>> start Passage to read

ORDER CONFIRMING THE REPORT OF SPECIAL MASTER IN BANKRUPTCY
HEMPHILL, District Judge.The Special Master in Bankruptcy filed, October 4, 1968, his Report on the claims of Gilbert Ross, Pete N. Leventis and Kicidis Enterprises, Inc. No written objections were filed with the court within the ten (10) days allowed and required by Rule 53(e) (2),1 Federal Rules of Civil Procedure.
The controversy stems from an arrangement wherein each of the claimants, in order to take advantage of volume discounts, arranged with bankrupt to purchase, without immediate delivery in full, certain wines and liquors. As need arose each claimant expected to go to, or send, to bankrupt’s warehouse, for further delivery. The goods were not marked, segregated or set aside in any way in the warehouse. On February 27, 1967, learning of the closing of bankrupt’s warehouse by the South Carolina Department of Agriculture, claimants sought further delivery which was denied. They instituted claim and delivery2 proceedings in the South Carolina courts resulting in the taking of wares of values later admitted. Each claimant later filed claim against the *156bankrupt estate, to which the Trustee objected and filed counterclaim insisting that the particular creditors had received a preference. The Trustee asked the Court of Bankruptcy to set aside the preferences, void the claim(s) and order reimbursement.

>> end Passage to read
>> start Data lines

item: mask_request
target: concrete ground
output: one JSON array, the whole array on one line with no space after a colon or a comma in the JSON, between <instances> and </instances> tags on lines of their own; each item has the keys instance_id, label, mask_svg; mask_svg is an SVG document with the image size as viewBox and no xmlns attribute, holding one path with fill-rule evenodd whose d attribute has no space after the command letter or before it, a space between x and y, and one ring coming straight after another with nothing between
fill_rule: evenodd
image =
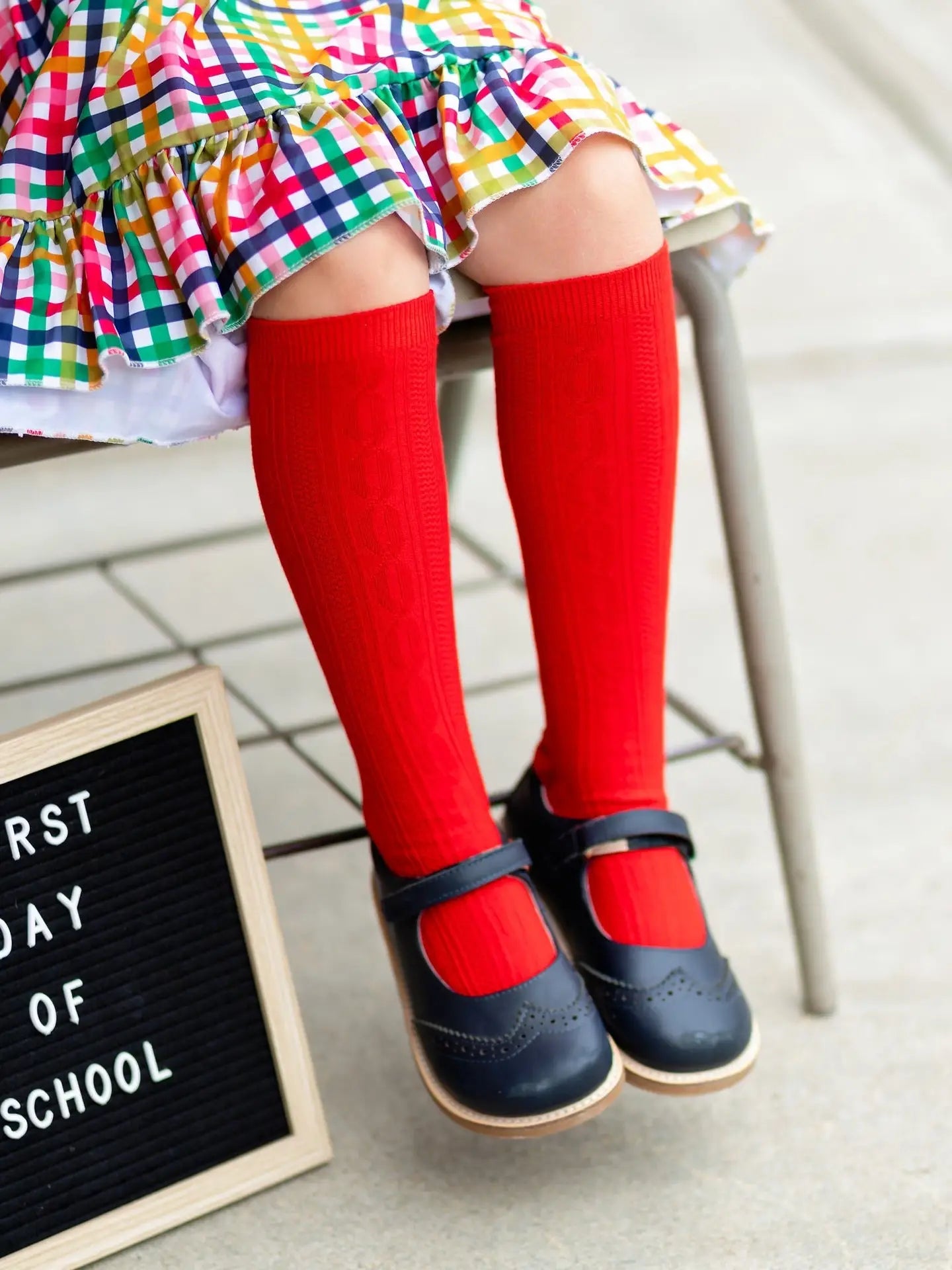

>> end Data lines

**To do**
1. Can you reproduce, word for word, the part of the bankruptcy order that opens with the words containing "ORDER CONFIRMING THE" and closes with "of Civil Procedure."?
2. Can you resume the bankruptcy order after its final sentence and carry it forward?

**Responses**
1.
ORDER CONFIRMING THE REPORT OF SPECIAL MASTER IN BANKRUPTCY
HEMPHILL, District Judge.The Special Master in Bankruptcy filed, October 4, 1968, his Report on the claims of Gilbert Ross, Pete N. Leventis and Kicidis Enterprises, Inc. No written objections were filed with the court within the ten (10) days allowed and required by Rule 53(e) (2),1 Federal Rules of Civil Procedure.

2.
After a hearing at which all interested parties were represented, the Special Master in Bankruptcy rendered his decision (report). He granted the complete relief sought by the Trustee and concluded:
Title to goods transferred to claimants was in the Bankrupt and such transfer meets all of the elements of a voidable preference under Section 60 of the Bankruptcy Act. This establishes the basis for the trustee’s objection to the allowance of claimants’ claims under Section 57(g) of the Bankruptcy Act pending a return of the goods and invokes the summary jurisdiction of the Bankruptcy Court to order such a return of the goods to the Trustee.
The Special Master in Bankruptcy recommended :
I, therefore, recommend that this court approve the above findings and conclusions and pass its order disallowing the claims, and further that claimants be ordered to pay the value of the goods to the Trustee in the following amounts:
(a) Claimant Gilbert Ross, Three Hundred Ninety Six ($396.00) Dollars;
(b) Claimant Pete N. Leventis, One Thousand One Hundred Thirty Seven and 69/100 ($1,137.69) Dollars;
(c) Claimant Kicidis Enterprises, Inc., Seven Hundred Twenty Four and 95/100 ($724.95) Dollars.
This court adopts the Master’s Report in full, and its Conclusions and Recommendations, and same are directed to be carried out by the parties involved.
The Trustee is ordered to file appropriate statement of interests and costs to be taxed against claimants.
Nothing herein ordered shall prevent claimants from pursuing their claims as common creditors.
And it is so ordered.
(s) Robert W. Hemphill, United States District Judge.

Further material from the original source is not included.